So feel free to use the UK public NTP pool if you wish, but please use repeatable tests, not guesses when making technical decisions.
- That command doesn’t work outside the university, it just times out. I can query the time however with ntpdate or ntpd however.
Sources inside the university can query the full state of our NTP servers, sources externally can just retrieve the time.
NTP uses UDP, which is a connectionless network protocol which in layperson terms has the side effect that it’s easier to forge the sender IP address. There’s been some fears that NTP servers can be used as an amplification attack vector, essentially someone says “Hi I’m www.example.com, tell me all about your current status” our NTP server then replies with a lot of information, but the destination we are sending to was not actually the originator. The attacker would send such a request to many NTP sites at once with the aim being to make the forged sender receive massive amounts of traffic that would make their normal business operations unable to function.
By restricting status queries we reduce the potential usefulness of our service for malicious use, whilst still serving the core server (time readings). It is regrettable not to be able to offer the server status externally but we may have a better solution in the longer term.
- Can I use the NTP service outside the university?
If you’ve a laptop set to use one of our NTP servers it will be able to retrieve time from our service inside the university or out. If your device only accepts one name/address you could use the round robin DNS record specifically ntp.ox.ac.uk or ntp.oucs.ox.ac.uk but the user facing documentation will be updated shortly with more details and ntp.conf examples of Linux system administrators and similar.
If you are not a member of the university the short version is that non university sources should use the UK NTP pool. In reality if you point your home desktop at our NTP service we wouldn’t notice but in terms of configuration it’s better for you to use the UK ntp pool , which we hope to contribute to once the setup is finished. So use the name of uk.pool.ntp.org in your configuration if you are an external non university member in the UK.
On this subject commercial entities are another matter that can cause issues and we’ll be updating the official documentation with some suitable legal disclaimer. Note that with regards to the ntp.org pool vendors get specific instructions on what to do.
- What if one node suffers some sort of issue and the time drifts out?
If you define multiple nodes in your configuration, your ntp server/client will automatically mark as bad any server that drifts out significantly compared to your other time sources and will ignore it.
- Further questions
If you are a member of university IT support, do please email in to networks at the usual address with any concerns, corrections or queries. External persons might prefer to reply on this blog post.
Note: I’ve slightly reworded the introduction, I originally wrote that the NTP service “might be seen as low importance”, which was a poorly worded way of trying to describe the priorities we have for service reconfiguration in the team – I was trying to describe that we’d normally chose a different service to redevelop first (due to business needs and priorities) were it not for the NTP service being cohosted which is the situation being fixed.
So for the record: NTP is important to network service delivery. If your time isn’t synchronised on your machines it’s going to cause issues in troubleshooting, make tracking malicious use harder, might result in certain services being unusable if clocks drift out and might get log evidence thrown out in court.
This work improves the quality and resilience of that delivered service.

◆ **Task instructions**:
(1) Retype the stretch of the NTP text from "If you are not" through "time drifts out?".
(2) According to the NTP text, which name should external users in the UK who are not university members put in their configuration?
The lines that follow are drawn from a separate source.

◆ **Extracted information**:

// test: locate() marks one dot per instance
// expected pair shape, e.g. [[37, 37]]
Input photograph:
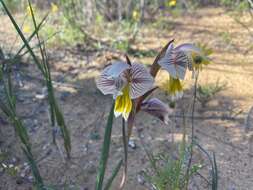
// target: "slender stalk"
[[105, 151], [125, 144], [192, 125]]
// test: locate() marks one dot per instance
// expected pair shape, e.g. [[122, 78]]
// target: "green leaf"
[[105, 150]]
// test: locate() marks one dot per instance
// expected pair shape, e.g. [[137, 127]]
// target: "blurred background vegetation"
[[90, 22]]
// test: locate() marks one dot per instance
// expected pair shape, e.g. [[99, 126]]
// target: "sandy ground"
[[86, 109]]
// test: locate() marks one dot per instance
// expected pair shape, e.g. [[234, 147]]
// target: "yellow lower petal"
[[123, 104]]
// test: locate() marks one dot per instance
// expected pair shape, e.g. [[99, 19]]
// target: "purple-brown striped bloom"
[[125, 82]]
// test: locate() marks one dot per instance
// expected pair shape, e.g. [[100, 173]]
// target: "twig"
[[207, 117]]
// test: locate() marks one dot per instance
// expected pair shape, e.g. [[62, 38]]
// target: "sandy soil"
[[86, 109]]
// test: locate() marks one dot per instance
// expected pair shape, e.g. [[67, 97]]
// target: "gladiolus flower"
[[173, 87], [54, 8], [27, 29], [125, 82], [172, 3], [29, 10]]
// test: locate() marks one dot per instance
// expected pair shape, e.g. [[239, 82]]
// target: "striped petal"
[[175, 88], [116, 69], [110, 81], [156, 108], [175, 62], [187, 47], [140, 80]]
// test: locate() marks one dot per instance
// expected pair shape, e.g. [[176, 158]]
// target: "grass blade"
[[105, 150]]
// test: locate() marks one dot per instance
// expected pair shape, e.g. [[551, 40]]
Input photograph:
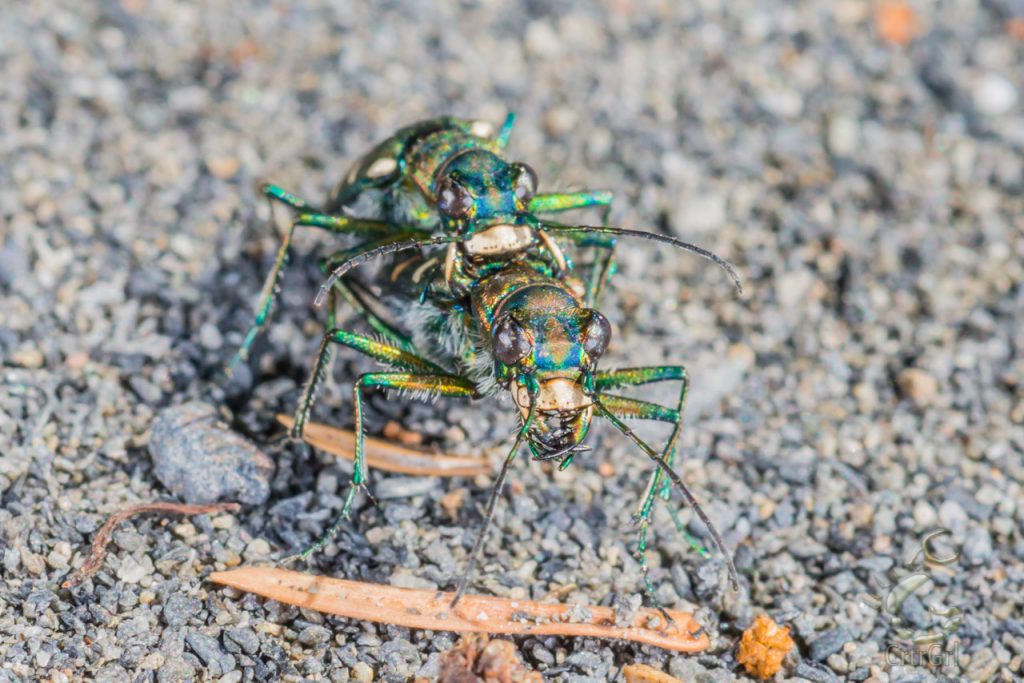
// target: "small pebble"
[[919, 386]]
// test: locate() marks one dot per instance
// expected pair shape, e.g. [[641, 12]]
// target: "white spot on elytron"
[[382, 167], [482, 129]]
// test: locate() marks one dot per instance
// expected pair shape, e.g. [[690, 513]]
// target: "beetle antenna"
[[676, 479], [679, 244], [371, 254], [496, 491]]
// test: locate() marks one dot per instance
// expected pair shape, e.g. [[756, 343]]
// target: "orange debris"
[[763, 647], [896, 22]]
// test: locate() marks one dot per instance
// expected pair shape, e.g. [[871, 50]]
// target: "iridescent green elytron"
[[483, 301]]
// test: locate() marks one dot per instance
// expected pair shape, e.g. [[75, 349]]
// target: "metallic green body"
[[445, 316]]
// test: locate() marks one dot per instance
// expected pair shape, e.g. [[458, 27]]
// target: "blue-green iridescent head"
[[547, 347], [477, 189]]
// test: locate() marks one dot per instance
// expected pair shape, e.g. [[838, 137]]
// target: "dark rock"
[[179, 608], [828, 643], [208, 649], [201, 461], [817, 674]]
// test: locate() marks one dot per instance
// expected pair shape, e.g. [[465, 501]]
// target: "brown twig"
[[387, 456], [476, 613], [98, 550]]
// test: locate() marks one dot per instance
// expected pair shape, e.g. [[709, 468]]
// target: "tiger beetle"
[[484, 301]]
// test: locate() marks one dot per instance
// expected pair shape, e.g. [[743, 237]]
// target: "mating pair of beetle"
[[478, 298]]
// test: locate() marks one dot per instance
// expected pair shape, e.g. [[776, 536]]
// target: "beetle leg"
[[604, 246], [341, 224], [430, 384]]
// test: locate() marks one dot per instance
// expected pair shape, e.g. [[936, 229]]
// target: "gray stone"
[[201, 461], [828, 642]]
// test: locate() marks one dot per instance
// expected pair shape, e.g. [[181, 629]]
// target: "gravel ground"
[[868, 386]]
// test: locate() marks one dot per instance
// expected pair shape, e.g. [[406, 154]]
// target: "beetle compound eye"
[[453, 200], [510, 341], [525, 184], [597, 335]]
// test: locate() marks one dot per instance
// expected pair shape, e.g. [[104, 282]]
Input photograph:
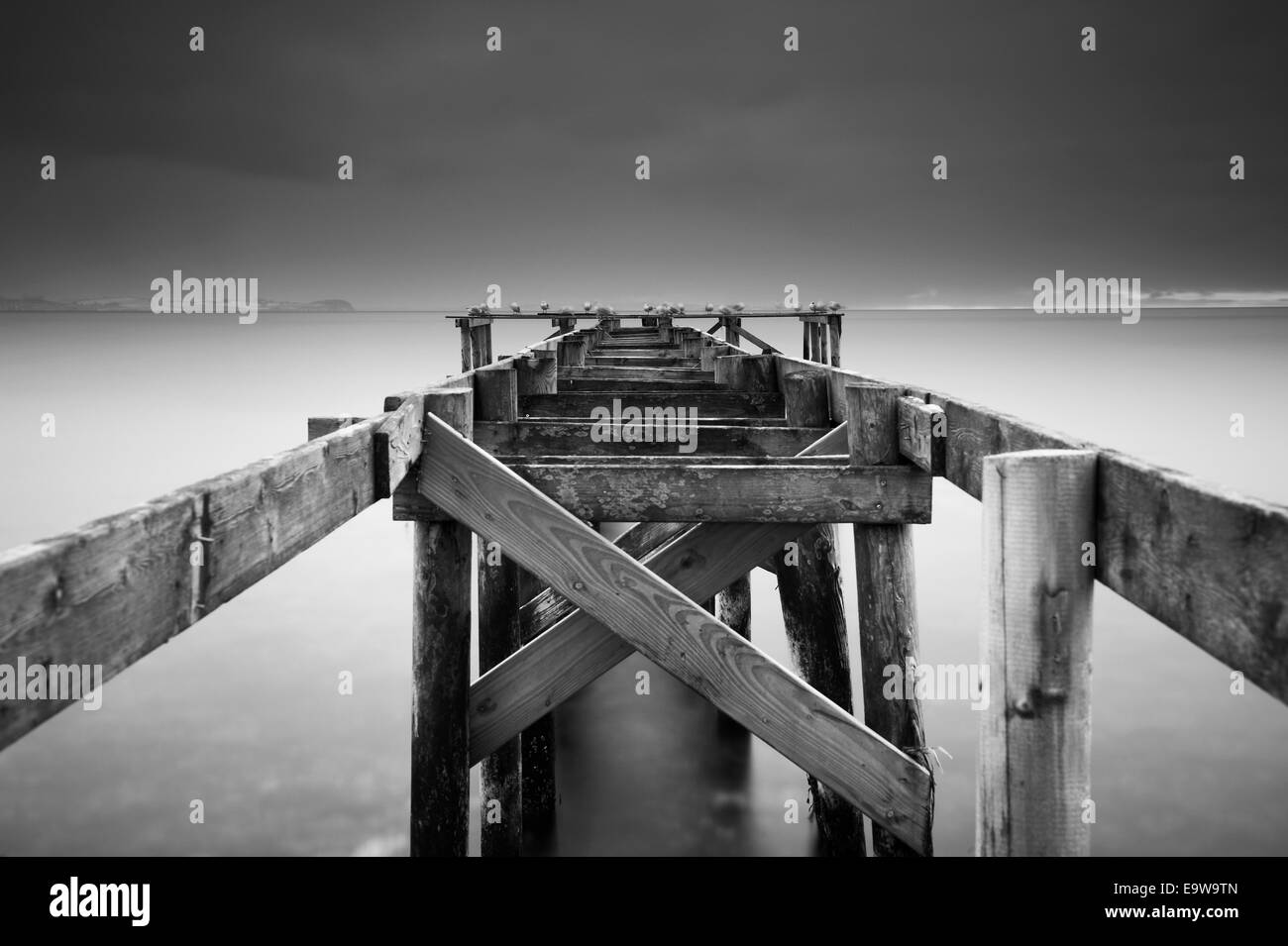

◆ **Answers to each task**:
(1)
If you are not a member of the university the short version is that non university sources should use the UK NTP pool. In reality if you point your home desktop at our NTP service we wouldn’t notice but in terms of configuration it’s better for you to use the UK ntp pool , which we hope to contribute to once the setup is finished. So use the name of uk.pool.ntp.org in your configuration if you are an external non university member in the UK.
On this subject commercial entities are another matter that can cause issues and we’ll be updating the official documentation with some suitable legal disclaimer. Note that with regards to the ntp.org pool vendors get specific instructions on what to do.
- What if one node suffers some sort of issue and the time drifts out?

(2) uk.pool.ntp.org